* [YOUR ASSIGNMENT]: Give back all of the records, exactly and completely.

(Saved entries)

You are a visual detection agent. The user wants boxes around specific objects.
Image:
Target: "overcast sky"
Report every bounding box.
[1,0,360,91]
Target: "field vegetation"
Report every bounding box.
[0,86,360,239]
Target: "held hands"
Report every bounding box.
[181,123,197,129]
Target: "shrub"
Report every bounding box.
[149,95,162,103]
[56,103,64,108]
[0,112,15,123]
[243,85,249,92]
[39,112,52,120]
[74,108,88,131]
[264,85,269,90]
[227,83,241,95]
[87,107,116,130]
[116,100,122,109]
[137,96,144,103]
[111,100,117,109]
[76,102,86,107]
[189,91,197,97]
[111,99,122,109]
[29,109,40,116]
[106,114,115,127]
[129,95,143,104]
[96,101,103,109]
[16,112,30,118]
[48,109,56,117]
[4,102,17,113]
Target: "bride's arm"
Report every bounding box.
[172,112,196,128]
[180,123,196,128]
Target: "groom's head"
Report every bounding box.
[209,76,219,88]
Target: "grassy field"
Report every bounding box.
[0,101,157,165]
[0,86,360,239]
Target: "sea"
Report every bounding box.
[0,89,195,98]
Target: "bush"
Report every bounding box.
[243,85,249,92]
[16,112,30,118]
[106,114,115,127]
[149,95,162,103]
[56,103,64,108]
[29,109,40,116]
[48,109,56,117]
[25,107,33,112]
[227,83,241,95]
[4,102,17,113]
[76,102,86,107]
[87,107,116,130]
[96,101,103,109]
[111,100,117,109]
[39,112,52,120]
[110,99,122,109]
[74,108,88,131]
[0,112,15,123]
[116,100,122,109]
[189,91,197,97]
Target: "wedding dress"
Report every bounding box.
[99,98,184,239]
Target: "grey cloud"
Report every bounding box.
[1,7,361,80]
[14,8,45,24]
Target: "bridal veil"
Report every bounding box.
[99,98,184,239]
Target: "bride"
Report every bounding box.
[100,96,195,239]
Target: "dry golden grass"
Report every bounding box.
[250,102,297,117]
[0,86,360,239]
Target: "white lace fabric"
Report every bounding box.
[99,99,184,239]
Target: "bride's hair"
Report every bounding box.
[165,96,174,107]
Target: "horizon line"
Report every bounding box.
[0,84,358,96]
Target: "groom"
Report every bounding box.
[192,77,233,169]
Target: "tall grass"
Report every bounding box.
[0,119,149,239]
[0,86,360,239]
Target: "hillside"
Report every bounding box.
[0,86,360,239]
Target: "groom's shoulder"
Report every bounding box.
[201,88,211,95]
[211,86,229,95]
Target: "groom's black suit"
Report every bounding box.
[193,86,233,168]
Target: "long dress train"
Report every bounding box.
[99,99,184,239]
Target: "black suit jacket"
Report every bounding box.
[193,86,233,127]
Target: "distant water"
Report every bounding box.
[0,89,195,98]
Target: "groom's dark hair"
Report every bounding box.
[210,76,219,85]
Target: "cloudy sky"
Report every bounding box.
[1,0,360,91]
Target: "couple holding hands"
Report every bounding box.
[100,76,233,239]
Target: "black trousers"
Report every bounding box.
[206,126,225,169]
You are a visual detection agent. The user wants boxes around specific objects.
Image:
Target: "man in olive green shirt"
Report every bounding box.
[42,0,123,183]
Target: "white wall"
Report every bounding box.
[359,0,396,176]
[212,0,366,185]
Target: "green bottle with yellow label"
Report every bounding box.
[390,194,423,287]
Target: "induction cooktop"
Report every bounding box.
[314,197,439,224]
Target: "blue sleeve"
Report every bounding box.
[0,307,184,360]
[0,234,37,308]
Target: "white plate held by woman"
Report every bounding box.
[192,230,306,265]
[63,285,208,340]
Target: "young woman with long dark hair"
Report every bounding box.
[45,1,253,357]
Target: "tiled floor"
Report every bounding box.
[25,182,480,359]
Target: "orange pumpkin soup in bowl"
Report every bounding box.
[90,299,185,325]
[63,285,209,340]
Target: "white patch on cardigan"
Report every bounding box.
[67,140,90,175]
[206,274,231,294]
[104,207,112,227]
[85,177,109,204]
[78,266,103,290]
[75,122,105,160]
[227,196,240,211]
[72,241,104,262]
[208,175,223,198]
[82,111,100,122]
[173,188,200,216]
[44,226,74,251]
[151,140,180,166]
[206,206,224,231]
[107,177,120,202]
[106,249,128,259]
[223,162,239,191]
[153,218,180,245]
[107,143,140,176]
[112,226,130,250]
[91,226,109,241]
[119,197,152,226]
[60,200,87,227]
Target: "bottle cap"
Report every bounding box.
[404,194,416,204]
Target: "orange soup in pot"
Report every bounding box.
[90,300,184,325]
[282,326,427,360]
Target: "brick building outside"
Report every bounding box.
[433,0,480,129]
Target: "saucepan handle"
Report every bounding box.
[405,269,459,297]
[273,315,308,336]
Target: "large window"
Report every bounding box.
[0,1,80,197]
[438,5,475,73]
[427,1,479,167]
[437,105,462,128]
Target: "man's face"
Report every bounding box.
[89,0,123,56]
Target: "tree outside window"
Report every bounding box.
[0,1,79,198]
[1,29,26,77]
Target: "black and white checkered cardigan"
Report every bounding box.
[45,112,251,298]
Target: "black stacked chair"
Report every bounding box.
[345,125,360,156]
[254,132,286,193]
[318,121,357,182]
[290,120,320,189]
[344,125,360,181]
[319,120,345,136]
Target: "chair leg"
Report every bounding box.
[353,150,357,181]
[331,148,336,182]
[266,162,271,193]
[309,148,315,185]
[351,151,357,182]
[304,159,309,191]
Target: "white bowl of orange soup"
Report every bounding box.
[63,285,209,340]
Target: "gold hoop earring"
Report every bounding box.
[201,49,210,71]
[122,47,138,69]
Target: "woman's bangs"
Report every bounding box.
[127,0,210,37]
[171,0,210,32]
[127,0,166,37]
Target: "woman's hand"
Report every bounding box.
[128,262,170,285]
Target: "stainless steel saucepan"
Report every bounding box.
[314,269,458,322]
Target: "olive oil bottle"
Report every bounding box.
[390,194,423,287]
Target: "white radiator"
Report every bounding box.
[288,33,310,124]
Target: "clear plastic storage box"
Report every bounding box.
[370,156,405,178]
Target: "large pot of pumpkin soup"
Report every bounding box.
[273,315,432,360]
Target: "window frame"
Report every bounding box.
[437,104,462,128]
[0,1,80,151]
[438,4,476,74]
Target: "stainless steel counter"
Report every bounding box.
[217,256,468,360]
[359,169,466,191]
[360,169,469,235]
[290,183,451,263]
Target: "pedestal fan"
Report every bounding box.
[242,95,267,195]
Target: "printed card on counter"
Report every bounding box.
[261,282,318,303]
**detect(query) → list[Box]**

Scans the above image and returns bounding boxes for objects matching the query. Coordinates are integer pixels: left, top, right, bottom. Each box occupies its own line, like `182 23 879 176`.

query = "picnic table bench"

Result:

* [EXERCISE OUTPUT]:
You are a visual detection agent. The user wants boxes around specific objects.
Image:
Target: "overcast sky"
Report every bounding box.
[1,0,360,91]
Target: "field vegetation"
Report every bounding box.
[0,86,360,239]
Target: "held hands"
Report every bounding box.
[181,123,197,129]
Target: "shrub"
Report every bounding box.
[149,95,162,103]
[56,103,64,108]
[0,112,15,123]
[243,85,249,92]
[39,112,52,120]
[74,108,88,131]
[264,85,269,90]
[227,83,241,95]
[87,107,116,130]
[116,100,122,109]
[137,96,144,103]
[111,100,117,109]
[76,102,86,107]
[189,91,197,97]
[111,99,122,109]
[29,109,40,116]
[106,114,115,127]
[129,95,143,104]
[96,101,103,109]
[16,112,30,118]
[48,109,56,117]
[4,102,17,113]
Target: "bride's arm"
Report every bounding box.
[172,112,196,128]
[180,123,196,128]
Target: "groom's head"
Report every bounding box.
[209,76,219,88]
Target: "grassy field"
Report every bounding box.
[0,101,157,165]
[0,86,360,239]
Target: "sea"
Report every bounding box.
[0,89,195,98]
Target: "bush"
Report every bounding box.
[243,85,249,92]
[16,112,30,118]
[106,114,115,127]
[149,95,162,103]
[56,103,64,108]
[29,109,40,116]
[48,109,56,117]
[25,107,33,112]
[227,83,241,95]
[4,102,17,113]
[76,102,86,107]
[87,107,116,130]
[96,101,103,109]
[111,100,117,109]
[39,112,52,120]
[110,99,122,109]
[74,108,88,131]
[0,112,15,123]
[116,100,122,109]
[189,91,197,97]
Target: "wedding dress"
Report every bounding box.
[99,98,184,239]
Target: "grey cloud"
Report every bounding box.
[1,7,361,80]
[14,8,45,24]
Target: "bridal veil"
Report every bounding box.
[99,98,184,239]
Target: "bride"
Report every bounding box.
[100,96,195,239]
Target: "dry golden grass"
Report every bounding box.
[250,102,297,117]
[0,86,360,239]
Target: "white lace fabric"
Report every bounding box.
[99,99,184,239]
Target: "bride's hair"
Report every bounding box.
[165,96,174,107]
Target: "horizon line"
Report every bounding box.
[0,84,358,96]
Target: "groom"
Report every bounding box.
[192,77,233,169]
Target: "tall grass"
Report every bounding box.
[0,119,149,239]
[0,86,360,239]
Target: "hillside"
Report every bounding box.
[0,86,360,239]
Target: "groom's shoulder"
Report every bounding box.
[201,88,211,95]
[211,86,229,95]
Target: "groom's black suit"
Report every bounding box.
[193,86,233,168]
Target: "long dress train"
Report every bounding box.
[99,99,184,239]
Target: "black suit jacket"
Report every bounding box.
[193,86,233,127]
Target: "distant water"
Report every bounding box.
[0,89,195,98]
Target: "groom's dark hair"
Report every bounding box.
[210,76,219,85]
Target: "cloudy sky"
Report every bounding box.
[1,0,360,91]
Target: "couple holding hands"
Report every bounding box.
[100,76,233,239]
Target: "black trousers"
Report every bounding box.
[206,126,225,169]
You are a visual detection agent. The user wants boxes around specific objects.
Image:
Target: "man in olive green shirt"
Report every bounding box.
[42,0,123,183]
Target: "white wall"
Report every bounding box.
[359,0,396,176]
[212,0,366,185]
Target: "green bottle with yellow label"
Report every bounding box.
[390,194,423,287]
Target: "induction cooktop"
Report every bounding box.
[314,197,439,224]
Target: "blue sleeve"
Report every bounding box.
[0,307,184,360]
[0,234,37,308]
Target: "white plate held by woman"
Report every bounding box.
[192,230,306,265]
[63,285,208,340]
Target: "young woman with long dark hair"
Report every bounding box.
[45,1,253,357]
Target: "tiled floor"
Report every bounding box.
[25,182,480,359]
Target: "orange pumpkin soup in bowl"
Report every bounding box.
[90,299,185,325]
[63,285,209,340]
Target: "white patch on cardigan"
Report every bounding box.
[67,140,90,175]
[206,274,231,294]
[104,207,112,227]
[85,177,109,204]
[78,266,103,290]
[75,122,105,160]
[227,196,240,211]
[72,241,104,262]
[208,175,223,198]
[82,111,100,122]
[173,188,200,216]
[44,226,74,251]
[151,140,180,166]
[206,206,224,231]
[107,177,120,202]
[106,249,128,259]
[223,162,239,191]
[153,218,180,245]
[107,143,140,176]
[112,226,130,250]
[91,226,109,241]
[119,197,152,226]
[60,200,87,227]
Target: "bottle cap"
Report every bounding box.
[404,194,416,204]
Target: "orange soup in pot"
Report every bounding box.
[90,300,184,325]
[282,326,427,360]
Target: "brick building outside"
Report every bounding box.
[433,0,480,129]
Target: "saucepan handle"
Report every bounding box.
[405,269,459,297]
[273,315,308,336]
Target: "large window"
Report every bounding box.
[0,1,80,197]
[438,5,475,73]
[427,1,479,167]
[437,105,462,128]
Target: "man's face"
Report every bounding box.
[89,0,123,56]
Target: "tree outside window"
Report every bounding box.
[0,1,79,198]
[1,29,26,77]
Target: "black and white checkered cardigan"
Report every bounding box.
[45,112,251,298]
Target: "black stacked chair"
Report every bounding box.
[345,125,360,156]
[254,132,286,193]
[318,121,357,182]
[290,120,320,189]
[344,125,360,181]
[319,120,345,136]
Target: "chair leg"
Report every bounding box.
[353,150,357,181]
[331,148,336,182]
[266,162,271,193]
[309,148,315,185]
[351,151,357,182]
[304,159,309,191]
Target: "white bowl of orange soup"
Report every bounding box.
[63,285,209,340]
Target: "gold hoop earring"
Report every bounding box.
[201,49,210,71]
[122,47,138,69]
Target: "woman's bangs"
Report every bounding box.
[127,0,210,37]
[171,0,210,32]
[127,0,166,37]
Target: "woman's hand"
Report every bounding box.
[128,262,170,285]
Target: "stainless steel saucepan"
Report every bounding box.
[314,269,458,322]
Target: "olive oil bottle"
Report every bounding box.
[390,194,423,287]
Target: "white radiator"
Report every bounding box.
[288,33,310,124]
Target: "clear plastic storage box"
Report every bounding box.
[370,156,405,178]
Target: "large pot of pumpkin soup"
Report every bounding box.
[273,315,432,360]
Target: "window frame"
Report every bounding box.
[437,104,462,128]
[0,1,80,151]
[438,4,476,74]
Target: "stainless steel counter"
Report every bounding box.
[217,256,468,360]
[359,169,466,191]
[360,169,469,235]
[290,183,451,263]
Target: "pedestal fan"
Report every bounding box.
[242,95,267,195]
Target: "printed card on counter"
Report every bounding box.
[261,282,318,303]
**detect(query) → list[Box]**

Scans the above image and returns bounding boxes for objects matching the query. Coordinates are integer pixels: left, top, right, bottom. Each box occupies its own line, like `182 23 879 176`.

query = "picnic table bench"

Result:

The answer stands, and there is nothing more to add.